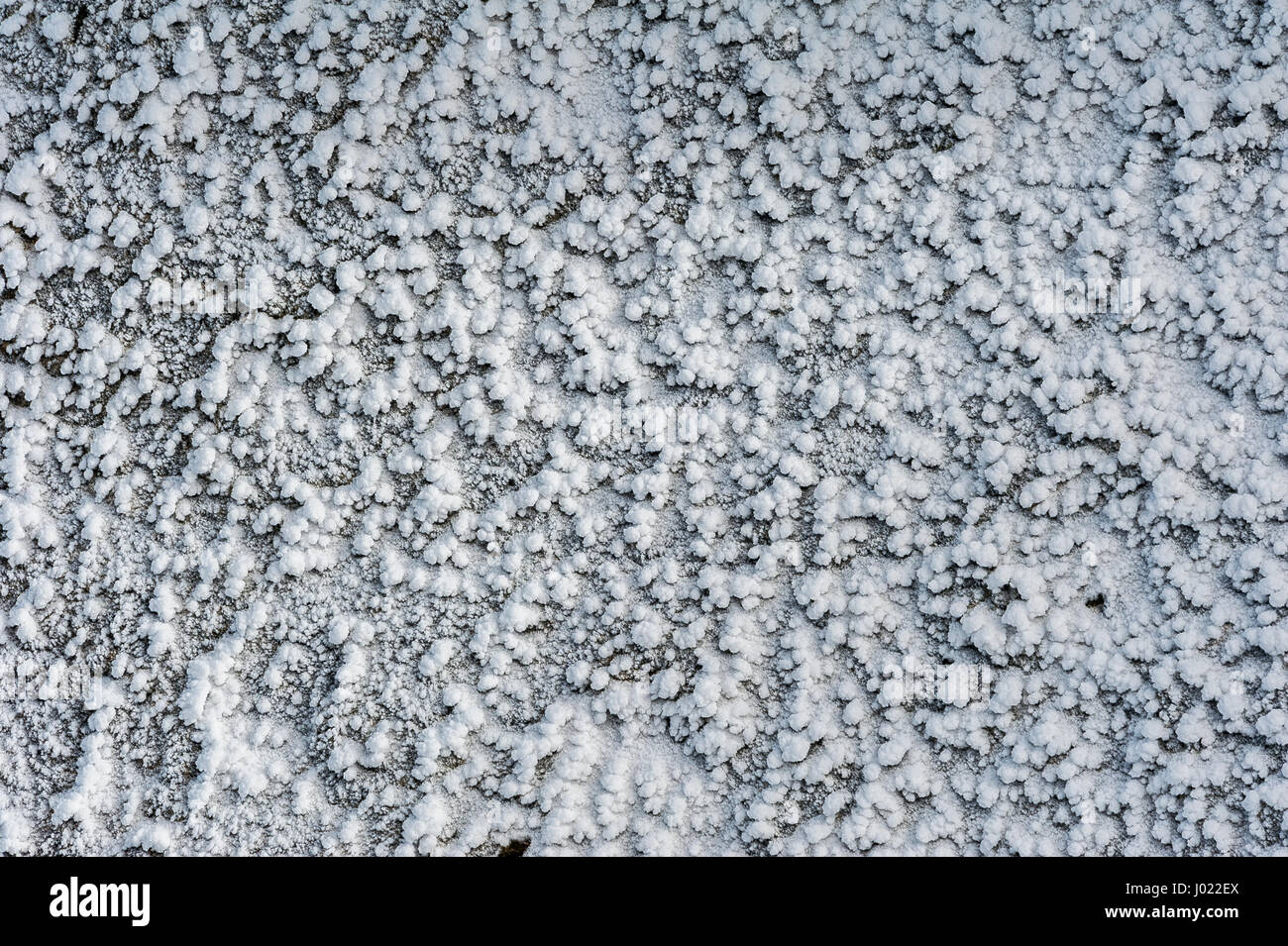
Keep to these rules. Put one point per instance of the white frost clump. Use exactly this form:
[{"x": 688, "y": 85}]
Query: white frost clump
[{"x": 643, "y": 428}]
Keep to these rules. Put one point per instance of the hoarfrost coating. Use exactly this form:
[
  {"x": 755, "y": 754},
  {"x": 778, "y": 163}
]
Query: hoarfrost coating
[{"x": 644, "y": 429}]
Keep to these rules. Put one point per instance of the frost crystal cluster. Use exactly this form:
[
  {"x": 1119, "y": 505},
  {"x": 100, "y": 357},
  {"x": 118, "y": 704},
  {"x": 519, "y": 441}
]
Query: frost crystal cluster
[{"x": 645, "y": 428}]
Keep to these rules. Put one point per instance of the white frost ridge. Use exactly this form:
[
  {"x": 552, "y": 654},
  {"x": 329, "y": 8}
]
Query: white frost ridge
[{"x": 644, "y": 428}]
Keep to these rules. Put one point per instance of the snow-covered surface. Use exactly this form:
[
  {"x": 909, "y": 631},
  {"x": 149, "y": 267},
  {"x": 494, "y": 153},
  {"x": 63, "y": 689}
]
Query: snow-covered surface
[{"x": 655, "y": 428}]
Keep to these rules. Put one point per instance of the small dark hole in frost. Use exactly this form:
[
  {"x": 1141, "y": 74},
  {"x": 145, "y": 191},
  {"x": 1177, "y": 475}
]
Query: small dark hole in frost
[{"x": 514, "y": 848}]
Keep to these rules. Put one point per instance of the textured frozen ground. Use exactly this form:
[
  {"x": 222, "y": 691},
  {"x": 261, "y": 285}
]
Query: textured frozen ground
[{"x": 578, "y": 428}]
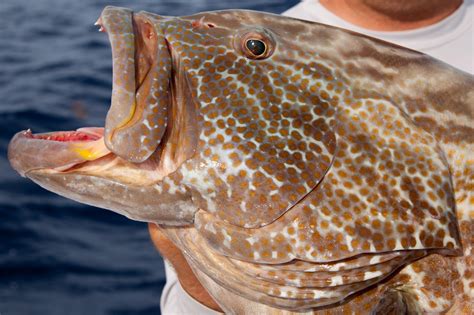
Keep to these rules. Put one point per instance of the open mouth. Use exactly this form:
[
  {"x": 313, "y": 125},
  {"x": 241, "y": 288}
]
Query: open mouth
[
  {"x": 151, "y": 117},
  {"x": 67, "y": 136}
]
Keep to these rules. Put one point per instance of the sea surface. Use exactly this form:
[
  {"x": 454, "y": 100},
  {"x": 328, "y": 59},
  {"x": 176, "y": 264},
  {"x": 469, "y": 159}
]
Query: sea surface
[{"x": 58, "y": 256}]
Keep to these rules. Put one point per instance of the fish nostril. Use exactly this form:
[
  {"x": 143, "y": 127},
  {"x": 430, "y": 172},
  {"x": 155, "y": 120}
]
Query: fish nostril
[{"x": 99, "y": 23}]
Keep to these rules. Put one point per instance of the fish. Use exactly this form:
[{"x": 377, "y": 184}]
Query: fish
[{"x": 299, "y": 167}]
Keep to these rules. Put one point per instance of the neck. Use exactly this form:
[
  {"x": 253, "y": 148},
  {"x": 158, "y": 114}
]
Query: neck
[{"x": 389, "y": 15}]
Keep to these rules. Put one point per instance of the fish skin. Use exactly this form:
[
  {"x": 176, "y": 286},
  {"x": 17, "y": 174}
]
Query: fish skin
[{"x": 332, "y": 149}]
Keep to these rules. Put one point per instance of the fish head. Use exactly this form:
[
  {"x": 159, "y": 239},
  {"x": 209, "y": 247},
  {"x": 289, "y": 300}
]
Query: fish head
[
  {"x": 204, "y": 102},
  {"x": 263, "y": 135}
]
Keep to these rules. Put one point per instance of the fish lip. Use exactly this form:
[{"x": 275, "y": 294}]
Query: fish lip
[{"x": 28, "y": 151}]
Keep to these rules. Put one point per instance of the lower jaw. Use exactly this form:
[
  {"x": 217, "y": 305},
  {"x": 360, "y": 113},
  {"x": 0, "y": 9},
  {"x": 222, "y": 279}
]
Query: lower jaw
[{"x": 55, "y": 150}]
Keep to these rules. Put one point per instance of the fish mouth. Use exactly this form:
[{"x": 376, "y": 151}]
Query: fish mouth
[{"x": 90, "y": 150}]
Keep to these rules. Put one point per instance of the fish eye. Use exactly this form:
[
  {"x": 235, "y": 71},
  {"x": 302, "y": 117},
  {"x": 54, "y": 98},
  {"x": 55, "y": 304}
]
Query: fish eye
[
  {"x": 256, "y": 47},
  {"x": 255, "y": 44}
]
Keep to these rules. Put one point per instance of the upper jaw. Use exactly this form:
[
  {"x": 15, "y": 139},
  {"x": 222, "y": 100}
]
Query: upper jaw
[{"x": 92, "y": 151}]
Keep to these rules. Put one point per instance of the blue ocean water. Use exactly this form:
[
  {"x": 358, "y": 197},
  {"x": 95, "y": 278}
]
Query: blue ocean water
[{"x": 58, "y": 256}]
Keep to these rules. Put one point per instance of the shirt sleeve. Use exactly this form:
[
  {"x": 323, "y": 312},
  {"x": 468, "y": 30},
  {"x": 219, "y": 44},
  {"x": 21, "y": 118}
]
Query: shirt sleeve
[{"x": 176, "y": 301}]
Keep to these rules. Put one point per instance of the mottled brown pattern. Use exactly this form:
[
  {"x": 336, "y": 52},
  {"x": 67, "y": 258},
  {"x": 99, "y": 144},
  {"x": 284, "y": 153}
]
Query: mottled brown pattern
[{"x": 332, "y": 174}]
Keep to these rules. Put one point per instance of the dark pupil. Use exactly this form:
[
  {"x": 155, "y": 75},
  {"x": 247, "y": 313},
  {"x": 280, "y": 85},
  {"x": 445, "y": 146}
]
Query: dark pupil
[{"x": 257, "y": 47}]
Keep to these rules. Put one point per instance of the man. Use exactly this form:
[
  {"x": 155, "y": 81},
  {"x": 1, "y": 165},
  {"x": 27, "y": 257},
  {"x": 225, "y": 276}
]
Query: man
[{"x": 441, "y": 28}]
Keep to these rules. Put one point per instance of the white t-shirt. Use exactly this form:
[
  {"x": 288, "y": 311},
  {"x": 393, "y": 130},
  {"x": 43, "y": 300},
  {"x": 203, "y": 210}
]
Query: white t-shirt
[{"x": 450, "y": 40}]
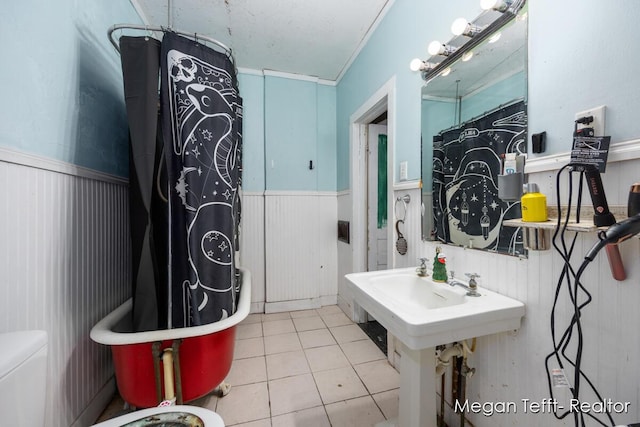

◇ ◇ ◇ ◇ ◇

GIVEN EXERCISE
Reproduce the lines starting at the one containing "the white t-shirt." and ending at the end of the records, substituting "tank top" for each "t-shirt" and keeping everything else unchanged. Omit the pictures from your output.

OUTPUT FOR THIS TASK
Keep to these rules. Put one point per instance of the white tank top. Use exactly this form:
[
  {"x": 288, "y": 311},
  {"x": 393, "y": 130},
  {"x": 43, "y": 300},
  {"x": 203, "y": 210}
]
Query: white tank top
[{"x": 450, "y": 40}]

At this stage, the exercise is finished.